══ Source extract ══

Doctor Dolittle

If there is one film that particularly stands out amongst a field of Best Picture contenders which ranges from the explicitly violent to the socially challenging, it is Richard Fleischer’s Doctor Dolittle. An epic comedy musical not far removed from the heels of 1965’s The Sound of Music, it isn’t, sadly, that the film stands out in its difference of ambition amongst its counterparts, rather it stands out in its lack of ambition.  

The title character is taken from the series of children’s books by Hugh Lofting, an eccentric and gentlemanly doctor (Rex Harrison) who specialises in animals thanks to his unique gift of being able to converse with them. He reserves his medical skills for all non-human kinds, having educated himself, along with his parrot Polynesia, in 499 animal dialects as he surrounds himself with a plethora of creatures ranging from ducks to chimps, cheetahs to dogs, with larrikin friend Matthew and a young boy Tommy (Anthony Newely and William Dix) rounding out his inner circle. But however enchanting a notion on paper, the film is ultimately unable to capitalise on the whimsy inherent in its premise, the picture proving as removed from its audience as the protagonist is from human kind.

═══
══ Listed entries ══

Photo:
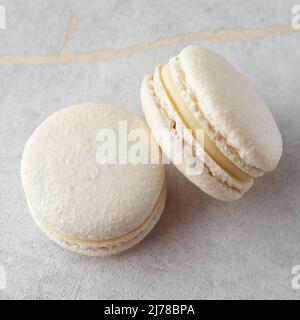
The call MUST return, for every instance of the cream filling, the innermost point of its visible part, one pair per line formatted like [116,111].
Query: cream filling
[191,123]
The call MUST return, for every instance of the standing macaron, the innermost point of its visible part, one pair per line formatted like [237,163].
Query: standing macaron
[83,203]
[200,90]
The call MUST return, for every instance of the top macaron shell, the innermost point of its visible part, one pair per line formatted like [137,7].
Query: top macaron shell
[69,191]
[242,125]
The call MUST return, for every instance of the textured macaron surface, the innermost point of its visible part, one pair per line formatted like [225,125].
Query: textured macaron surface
[71,192]
[232,107]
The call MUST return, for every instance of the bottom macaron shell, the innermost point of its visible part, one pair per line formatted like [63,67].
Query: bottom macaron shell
[106,247]
[206,181]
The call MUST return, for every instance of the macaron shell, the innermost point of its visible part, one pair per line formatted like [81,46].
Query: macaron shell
[232,107]
[69,190]
[205,181]
[109,247]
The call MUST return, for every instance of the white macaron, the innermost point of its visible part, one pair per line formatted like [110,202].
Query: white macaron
[200,90]
[82,203]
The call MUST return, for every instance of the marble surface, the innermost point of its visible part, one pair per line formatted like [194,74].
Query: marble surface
[55,53]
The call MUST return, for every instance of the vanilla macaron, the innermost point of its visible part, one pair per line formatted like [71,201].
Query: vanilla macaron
[81,202]
[199,90]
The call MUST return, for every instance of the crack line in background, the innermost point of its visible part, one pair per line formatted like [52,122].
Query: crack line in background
[63,56]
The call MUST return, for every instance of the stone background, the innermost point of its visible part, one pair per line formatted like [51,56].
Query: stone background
[57,53]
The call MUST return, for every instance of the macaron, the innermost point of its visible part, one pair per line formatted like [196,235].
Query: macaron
[85,202]
[199,90]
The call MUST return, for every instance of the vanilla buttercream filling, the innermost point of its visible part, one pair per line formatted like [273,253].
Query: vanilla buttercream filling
[193,124]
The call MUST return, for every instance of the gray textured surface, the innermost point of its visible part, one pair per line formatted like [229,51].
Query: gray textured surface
[54,54]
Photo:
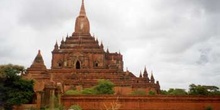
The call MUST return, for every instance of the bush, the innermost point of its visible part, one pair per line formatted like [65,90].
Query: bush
[73,92]
[75,107]
[139,92]
[104,87]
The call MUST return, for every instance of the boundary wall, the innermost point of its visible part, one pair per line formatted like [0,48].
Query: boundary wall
[158,102]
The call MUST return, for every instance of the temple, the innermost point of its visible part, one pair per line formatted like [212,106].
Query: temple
[80,61]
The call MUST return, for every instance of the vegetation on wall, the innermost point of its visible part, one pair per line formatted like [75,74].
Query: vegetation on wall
[103,87]
[13,89]
[193,90]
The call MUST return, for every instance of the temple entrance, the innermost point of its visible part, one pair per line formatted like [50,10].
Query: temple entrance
[78,65]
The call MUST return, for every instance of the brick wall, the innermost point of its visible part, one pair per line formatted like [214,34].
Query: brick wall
[143,102]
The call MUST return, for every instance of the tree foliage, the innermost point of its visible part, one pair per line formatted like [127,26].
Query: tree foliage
[14,89]
[203,90]
[104,87]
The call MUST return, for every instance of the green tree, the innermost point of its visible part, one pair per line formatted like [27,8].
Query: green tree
[197,90]
[104,87]
[177,92]
[140,92]
[14,89]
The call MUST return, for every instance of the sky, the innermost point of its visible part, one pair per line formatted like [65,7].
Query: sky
[176,40]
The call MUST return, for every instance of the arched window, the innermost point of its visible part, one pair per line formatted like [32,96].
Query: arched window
[96,64]
[77,65]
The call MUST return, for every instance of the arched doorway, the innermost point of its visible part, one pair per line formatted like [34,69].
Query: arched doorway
[78,65]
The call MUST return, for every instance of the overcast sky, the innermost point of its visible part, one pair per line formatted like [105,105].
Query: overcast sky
[177,40]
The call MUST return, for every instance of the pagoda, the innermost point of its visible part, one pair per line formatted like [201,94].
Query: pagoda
[80,61]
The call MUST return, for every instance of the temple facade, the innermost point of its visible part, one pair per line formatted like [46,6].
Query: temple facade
[80,61]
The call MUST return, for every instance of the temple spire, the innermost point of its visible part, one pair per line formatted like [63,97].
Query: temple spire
[38,62]
[82,26]
[82,9]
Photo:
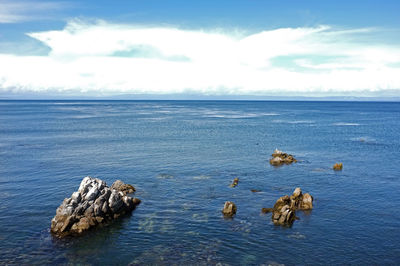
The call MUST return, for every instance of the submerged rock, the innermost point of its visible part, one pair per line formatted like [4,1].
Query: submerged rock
[279,158]
[284,210]
[338,166]
[229,209]
[94,203]
[235,182]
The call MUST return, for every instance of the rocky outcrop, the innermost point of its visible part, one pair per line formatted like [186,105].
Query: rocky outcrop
[338,166]
[94,203]
[124,188]
[284,210]
[229,209]
[279,158]
[235,182]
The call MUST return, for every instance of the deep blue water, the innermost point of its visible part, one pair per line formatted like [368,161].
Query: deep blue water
[181,156]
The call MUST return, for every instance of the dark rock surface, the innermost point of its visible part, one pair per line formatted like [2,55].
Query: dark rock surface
[94,203]
[229,209]
[338,166]
[235,182]
[279,158]
[284,210]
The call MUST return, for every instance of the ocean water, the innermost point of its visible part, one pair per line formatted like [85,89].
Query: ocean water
[182,156]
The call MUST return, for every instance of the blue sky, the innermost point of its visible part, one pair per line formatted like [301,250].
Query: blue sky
[253,47]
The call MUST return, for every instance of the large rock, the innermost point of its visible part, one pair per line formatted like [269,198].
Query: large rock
[94,203]
[284,210]
[279,158]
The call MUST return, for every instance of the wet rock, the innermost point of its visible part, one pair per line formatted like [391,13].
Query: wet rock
[284,210]
[279,158]
[235,182]
[267,210]
[338,166]
[124,188]
[94,203]
[229,209]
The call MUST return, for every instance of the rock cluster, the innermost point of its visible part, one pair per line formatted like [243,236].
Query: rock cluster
[338,166]
[279,158]
[284,210]
[229,209]
[94,203]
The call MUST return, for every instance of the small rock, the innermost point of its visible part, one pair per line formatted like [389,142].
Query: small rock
[285,207]
[124,188]
[267,210]
[235,182]
[92,194]
[297,192]
[279,158]
[338,166]
[229,209]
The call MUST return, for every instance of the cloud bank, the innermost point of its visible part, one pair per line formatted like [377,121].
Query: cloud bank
[13,11]
[106,59]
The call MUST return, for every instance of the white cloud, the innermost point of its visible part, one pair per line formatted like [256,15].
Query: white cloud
[104,58]
[14,11]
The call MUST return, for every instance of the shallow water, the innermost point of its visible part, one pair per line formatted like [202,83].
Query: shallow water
[182,156]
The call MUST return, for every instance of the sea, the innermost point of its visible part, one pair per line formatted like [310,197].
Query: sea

═══

Problems to solve –
1. In the Doctor Dolittle review above, why does the title character specialize in animals?
2. Condense the paragraph of the Doctor Dolittle review that begins "The title character is taken from" into a short bulleted list that keeps its main facts.
3. Carry on the Doctor Dolittle review above, continuing from its last sentence.

Exercise answers –
1. He specializes in animals because of his unique gift for talking with them. With his parrot Polynesia, he has taught himself 499 animal dialects, and he keeps his medical skills for non-human creatures.

2.
- The title character comes from Hugh Lofting's children's books: an eccentric, gentlemanly doctor (Rex Harrison) who can converse with animals.
- He treats only animals and, with his parrot Polynesia, has learned 499 animal dialects.
- He lives among many creatures, from ducks and chimps to cheetahs and dogs.
- His inner circle includes his friend Matthew and a young boy, Tommy (Anthony Newely and William Dix).
- The film fails to make use of the whimsy in its premise and feels as removed from its audience as the doctor is from humankind.

3.
Doctor Dolittle’s latest fixation is to take to the sea and track down the legendary Great Pink Sea Snail, but not before overcoming Magistrate General Bellowes (Peter Bull) who has vowed to have the doctor arrested after he found him housing his horse. Alienation is not uncommon for the doctor. Once a physician of promise, Dolittle explains early on he grew so attached to the animals at his house where he practiced that he was eventually abandoned by his sister and all patients.

There is an inherent sadness in the Dolittle character, a man who confides in his animals due to his inability to have empathy for his fellow man. As Dolittle informs the courtroom of the Magistrate who seeks to have him put away, it is humans that are animals, all other beings provide the only reprieve in life for the title character. He is removed from humankind, an isolated and misunderstood, however good natured, person, but Fleischer and screenwriter Leslie Bricusse are never willing to more than fleetingly discuss these complexities. The film doesn’t so much as scratch the surface of these ideas as it does glance at them before shying away, never attempting to craft sympathy or install charm in its players, unlike the seminal 60’s musical The Sound of Music. Instead Fleischer opts to have his film meander through the motions at a Great Pink Sea Snail’s pace.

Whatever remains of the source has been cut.